Written request:
Transcribe the records exactly from the line with "Exercise. Point to the white mustache" to the end, both included.

Given entries:
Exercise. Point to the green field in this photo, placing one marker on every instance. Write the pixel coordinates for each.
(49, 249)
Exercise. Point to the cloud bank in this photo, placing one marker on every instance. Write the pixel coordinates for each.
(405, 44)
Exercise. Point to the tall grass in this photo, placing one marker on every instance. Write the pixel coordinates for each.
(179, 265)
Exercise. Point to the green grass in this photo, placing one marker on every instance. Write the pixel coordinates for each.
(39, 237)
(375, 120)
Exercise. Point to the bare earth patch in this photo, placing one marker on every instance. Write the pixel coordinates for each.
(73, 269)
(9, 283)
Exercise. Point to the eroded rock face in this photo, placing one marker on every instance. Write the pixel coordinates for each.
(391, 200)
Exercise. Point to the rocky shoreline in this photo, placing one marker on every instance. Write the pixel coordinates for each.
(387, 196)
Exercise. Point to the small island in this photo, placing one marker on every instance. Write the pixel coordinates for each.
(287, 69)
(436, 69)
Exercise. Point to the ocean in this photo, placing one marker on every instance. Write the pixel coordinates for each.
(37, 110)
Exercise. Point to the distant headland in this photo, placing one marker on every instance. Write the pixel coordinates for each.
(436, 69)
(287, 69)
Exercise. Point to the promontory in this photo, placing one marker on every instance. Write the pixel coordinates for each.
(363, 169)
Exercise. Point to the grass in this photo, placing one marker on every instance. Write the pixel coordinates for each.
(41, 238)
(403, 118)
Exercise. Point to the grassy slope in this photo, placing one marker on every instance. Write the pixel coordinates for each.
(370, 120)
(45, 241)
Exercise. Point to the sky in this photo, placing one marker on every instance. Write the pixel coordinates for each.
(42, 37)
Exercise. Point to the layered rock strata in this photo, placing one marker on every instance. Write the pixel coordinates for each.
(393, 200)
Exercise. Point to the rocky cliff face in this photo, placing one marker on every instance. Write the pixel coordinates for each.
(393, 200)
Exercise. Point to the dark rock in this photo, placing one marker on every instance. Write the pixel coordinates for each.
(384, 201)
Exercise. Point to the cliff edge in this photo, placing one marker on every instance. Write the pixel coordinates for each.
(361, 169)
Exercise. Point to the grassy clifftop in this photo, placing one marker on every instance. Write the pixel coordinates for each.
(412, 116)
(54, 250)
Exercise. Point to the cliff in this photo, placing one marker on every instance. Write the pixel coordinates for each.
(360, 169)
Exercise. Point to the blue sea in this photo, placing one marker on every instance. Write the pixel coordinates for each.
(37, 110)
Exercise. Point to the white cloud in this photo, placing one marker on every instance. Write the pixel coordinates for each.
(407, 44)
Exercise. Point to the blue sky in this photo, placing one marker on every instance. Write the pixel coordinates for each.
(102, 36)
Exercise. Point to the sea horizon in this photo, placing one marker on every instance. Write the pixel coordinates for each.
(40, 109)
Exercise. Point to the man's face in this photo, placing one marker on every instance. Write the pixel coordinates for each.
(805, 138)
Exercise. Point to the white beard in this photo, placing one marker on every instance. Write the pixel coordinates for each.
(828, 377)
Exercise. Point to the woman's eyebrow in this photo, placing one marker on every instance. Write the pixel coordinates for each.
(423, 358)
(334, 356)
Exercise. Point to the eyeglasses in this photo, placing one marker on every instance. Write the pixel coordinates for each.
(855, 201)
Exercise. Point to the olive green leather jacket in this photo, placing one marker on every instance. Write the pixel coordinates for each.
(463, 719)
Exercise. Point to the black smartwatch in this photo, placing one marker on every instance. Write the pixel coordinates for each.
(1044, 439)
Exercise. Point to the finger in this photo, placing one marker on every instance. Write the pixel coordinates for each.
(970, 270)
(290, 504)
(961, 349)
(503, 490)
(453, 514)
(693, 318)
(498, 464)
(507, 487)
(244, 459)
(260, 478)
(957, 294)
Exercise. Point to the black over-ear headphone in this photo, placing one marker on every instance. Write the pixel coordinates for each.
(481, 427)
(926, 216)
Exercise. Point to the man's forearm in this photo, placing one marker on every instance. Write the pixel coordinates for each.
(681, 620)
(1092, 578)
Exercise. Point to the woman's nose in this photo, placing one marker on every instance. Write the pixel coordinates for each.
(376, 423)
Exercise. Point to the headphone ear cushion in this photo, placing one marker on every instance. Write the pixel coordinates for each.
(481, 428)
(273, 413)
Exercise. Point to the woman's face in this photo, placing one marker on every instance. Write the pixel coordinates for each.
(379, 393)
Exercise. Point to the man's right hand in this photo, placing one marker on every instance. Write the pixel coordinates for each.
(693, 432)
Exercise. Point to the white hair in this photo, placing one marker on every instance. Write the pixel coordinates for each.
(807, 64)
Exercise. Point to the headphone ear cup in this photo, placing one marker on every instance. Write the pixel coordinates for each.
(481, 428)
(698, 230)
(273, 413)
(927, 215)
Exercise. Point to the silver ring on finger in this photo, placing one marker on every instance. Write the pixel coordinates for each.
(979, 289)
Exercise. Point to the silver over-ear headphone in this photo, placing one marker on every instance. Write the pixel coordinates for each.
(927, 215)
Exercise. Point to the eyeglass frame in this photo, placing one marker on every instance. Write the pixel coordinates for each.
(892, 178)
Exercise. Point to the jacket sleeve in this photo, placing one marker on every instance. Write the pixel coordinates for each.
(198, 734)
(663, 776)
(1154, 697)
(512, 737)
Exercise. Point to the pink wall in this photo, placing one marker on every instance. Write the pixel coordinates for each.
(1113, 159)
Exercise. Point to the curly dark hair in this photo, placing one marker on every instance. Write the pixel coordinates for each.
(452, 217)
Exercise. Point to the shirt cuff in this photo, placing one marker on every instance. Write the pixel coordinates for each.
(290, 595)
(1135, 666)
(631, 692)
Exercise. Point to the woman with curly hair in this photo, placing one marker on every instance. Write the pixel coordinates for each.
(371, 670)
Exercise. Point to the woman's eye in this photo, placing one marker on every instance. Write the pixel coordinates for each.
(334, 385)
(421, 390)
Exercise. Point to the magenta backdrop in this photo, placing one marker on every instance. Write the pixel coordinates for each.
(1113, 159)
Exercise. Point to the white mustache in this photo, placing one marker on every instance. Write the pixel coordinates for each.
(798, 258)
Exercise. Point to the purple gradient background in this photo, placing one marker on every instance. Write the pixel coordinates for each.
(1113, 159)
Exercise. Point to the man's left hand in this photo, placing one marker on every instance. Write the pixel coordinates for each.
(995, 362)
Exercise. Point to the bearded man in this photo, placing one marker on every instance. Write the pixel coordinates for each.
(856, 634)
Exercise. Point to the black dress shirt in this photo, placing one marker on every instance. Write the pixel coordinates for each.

Written response:
Exercise. Point to the white mustache in this photo, placing one marker on every instance. Write the pixel coordinates for each.
(798, 258)
Exercise. Point to the purple gradient background in this photo, placing one marker on every instance. Write the pixel coordinates for each.
(1113, 159)
Exercise. Point to the man's left hand in this photo, placing one marker on every instance. Write the pixel coordinates for each.
(995, 362)
Exercise. Point to the bearded man in this photo, placing one marker on every instance. Write the pixel coordinates for each.
(856, 634)
Exercise. Point to the black dress shirt in this photo, placing one marker on every instance. Write the pixel coordinates for each.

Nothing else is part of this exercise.